### REQUIREMENT:
In your copy of the records, include every word exactly and no pictures.

** Opening EXERCISE DATA block **

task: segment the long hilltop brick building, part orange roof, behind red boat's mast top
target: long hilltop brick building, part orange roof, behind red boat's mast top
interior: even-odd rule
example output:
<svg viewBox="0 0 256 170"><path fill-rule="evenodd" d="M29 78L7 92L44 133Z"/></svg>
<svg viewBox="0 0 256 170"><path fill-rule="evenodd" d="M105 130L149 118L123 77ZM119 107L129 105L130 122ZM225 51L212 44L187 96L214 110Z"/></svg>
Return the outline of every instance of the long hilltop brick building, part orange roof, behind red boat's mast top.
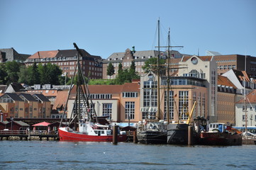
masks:
<svg viewBox="0 0 256 170"><path fill-rule="evenodd" d="M82 74L89 79L102 79L101 57L90 55L87 51L82 50L83 57L79 57ZM62 69L63 74L72 77L77 66L77 50L52 50L38 51L28 57L25 61L26 66L37 64L56 64Z"/></svg>

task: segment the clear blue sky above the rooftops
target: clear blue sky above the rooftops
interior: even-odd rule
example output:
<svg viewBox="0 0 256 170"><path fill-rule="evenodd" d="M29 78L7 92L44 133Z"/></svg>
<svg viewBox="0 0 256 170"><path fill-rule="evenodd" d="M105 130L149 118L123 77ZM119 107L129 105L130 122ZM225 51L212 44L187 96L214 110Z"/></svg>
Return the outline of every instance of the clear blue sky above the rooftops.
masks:
<svg viewBox="0 0 256 170"><path fill-rule="evenodd" d="M0 49L18 53L74 49L108 58L113 52L157 50L256 57L255 0L0 0ZM161 50L166 50L161 48Z"/></svg>

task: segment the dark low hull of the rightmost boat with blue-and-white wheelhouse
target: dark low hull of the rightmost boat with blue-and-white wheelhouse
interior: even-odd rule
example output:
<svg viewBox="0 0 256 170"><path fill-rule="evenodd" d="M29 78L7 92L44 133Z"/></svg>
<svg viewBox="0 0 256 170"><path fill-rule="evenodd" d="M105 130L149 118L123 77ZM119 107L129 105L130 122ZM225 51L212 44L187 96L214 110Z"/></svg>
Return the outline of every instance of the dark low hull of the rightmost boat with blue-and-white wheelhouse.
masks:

** Closing EXERCISE DATA block **

### EXERCISE RESPONSE:
task: segment the long hilltop brick building, part orange roof, behind red boat's mast top
target: long hilltop brick building, part orange roof, behind red boat's mast top
interior: even-odd rule
example output:
<svg viewBox="0 0 256 170"><path fill-rule="evenodd" d="M29 78L7 92L44 133Z"/></svg>
<svg viewBox="0 0 256 170"><path fill-rule="evenodd" d="M105 130L149 118L123 77ZM119 107L129 105L130 122ZM225 51L212 44L187 96L214 110Z"/></svg>
Return the outline of every instance of the long hilltop brick building, part orange roof, behind red boat's mast top.
masks:
<svg viewBox="0 0 256 170"><path fill-rule="evenodd" d="M82 74L89 79L102 79L101 57L90 55L87 51L82 50L83 57L79 57ZM62 69L63 74L72 77L77 66L77 50L52 50L38 51L28 57L25 61L26 66L37 64L56 64Z"/></svg>

task: segment the clear blue sky above the rooftops
target: clear blue sky above the rooftops
interior: even-odd rule
example output:
<svg viewBox="0 0 256 170"><path fill-rule="evenodd" d="M29 78L7 92L44 133Z"/></svg>
<svg viewBox="0 0 256 170"><path fill-rule="evenodd" d="M105 130L149 118L123 77ZM119 107L129 105L130 122ZM225 51L212 44L187 96L214 110Z"/></svg>
Return the outline of every instance of the clear blue sky above the rooftops.
masks:
<svg viewBox="0 0 256 170"><path fill-rule="evenodd" d="M0 49L18 53L74 49L108 58L113 52L157 50L256 57L255 0L0 0ZM161 50L166 50L161 48Z"/></svg>

task: segment the dark low hull of the rightmost boat with blue-and-white wheelhouse
target: dark low hull of the rightmost boat with blue-and-white wheelhouse
interior: even-odd rule
example output:
<svg viewBox="0 0 256 170"><path fill-rule="evenodd" d="M29 78L7 92L44 133Z"/></svg>
<svg viewBox="0 0 256 170"><path fill-rule="evenodd" d="M105 130L149 118L123 77ZM119 107L129 105L130 122ZM225 51L212 44L187 96L214 110Z"/></svg>
Return the outline of every instance of the dark low hull of the rightmost boat with blue-and-white wheelhouse.
masks:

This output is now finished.